Page extract:

------------------------------------------------------------

- Full name: Construction Workers Solidarity, Inc.
- Abbreviation: CWS
- Chairperson: Edwin Gardiola
- Sector(s) represented: Construction workers
- Colors: Orange

Current representation (20th Congress);
- Seats in the House of Representatives: 1 / 3 (Out of 63 party-list seats)
- Representative(s): Edwin Gardiola

Website
- cwspartylistph.com

= Construction Workers Solidarity =

Political party in the Philippines

Construction Workers Solidarity (CWS) is a political organization in the Philippines which seeks to represent the interests of construction workers. Following the 2019 Philippine House of Representatives elections, CWS secured one seat through the party-list vote. The CWS was established in the 1990s.

------------------------------------------------------------

Data for review:
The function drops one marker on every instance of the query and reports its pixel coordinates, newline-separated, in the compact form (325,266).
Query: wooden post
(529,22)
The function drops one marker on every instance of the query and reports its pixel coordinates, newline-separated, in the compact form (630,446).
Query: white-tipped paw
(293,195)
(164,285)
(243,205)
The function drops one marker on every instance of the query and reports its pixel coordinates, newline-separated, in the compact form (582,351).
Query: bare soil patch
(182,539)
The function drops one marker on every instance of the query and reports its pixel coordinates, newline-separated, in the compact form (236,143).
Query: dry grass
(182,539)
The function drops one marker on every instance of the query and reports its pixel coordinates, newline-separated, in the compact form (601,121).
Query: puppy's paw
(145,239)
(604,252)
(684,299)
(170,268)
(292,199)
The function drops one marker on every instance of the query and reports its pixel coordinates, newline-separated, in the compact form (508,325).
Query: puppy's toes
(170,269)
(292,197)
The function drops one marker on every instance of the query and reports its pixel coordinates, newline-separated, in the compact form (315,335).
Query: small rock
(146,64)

------------------------------------------------------------

Continue the article on Construction Workers Solidarity, starting right after its final sentence.

Answer:
==Electoral history==

===2016 elections===
In the 2016 national elections, CWS Party List was allowed by the Commission on Elections (Comelec) to join the elections as an official party list. They were not able to come up with enough votes to secure a seat in the 2016 elections. In the 2019 mid-term elections, CWS Party List joined anew and was able to secure a congressional seat with former Department of Public Works and Highways (DPWH) Undersecretary Romeo S. Momo as the representative of the construction workers sector.

===2022 elections===
CWS Party List filed its Certificate of Candidacy for the 2022 Philippine Elections. on October 5, 2021. The CWS has pledged to continue the implementation of the Build! Build! Build! program of President Rodrigo Duterte's administration which has been overseen by DPWH secretary Mark Villar. CWS Party-list being part of 19th Congress got 412,333 total of votes in the 2022 election and was number 21 on the total vote getters for the party-list election of the Philippines.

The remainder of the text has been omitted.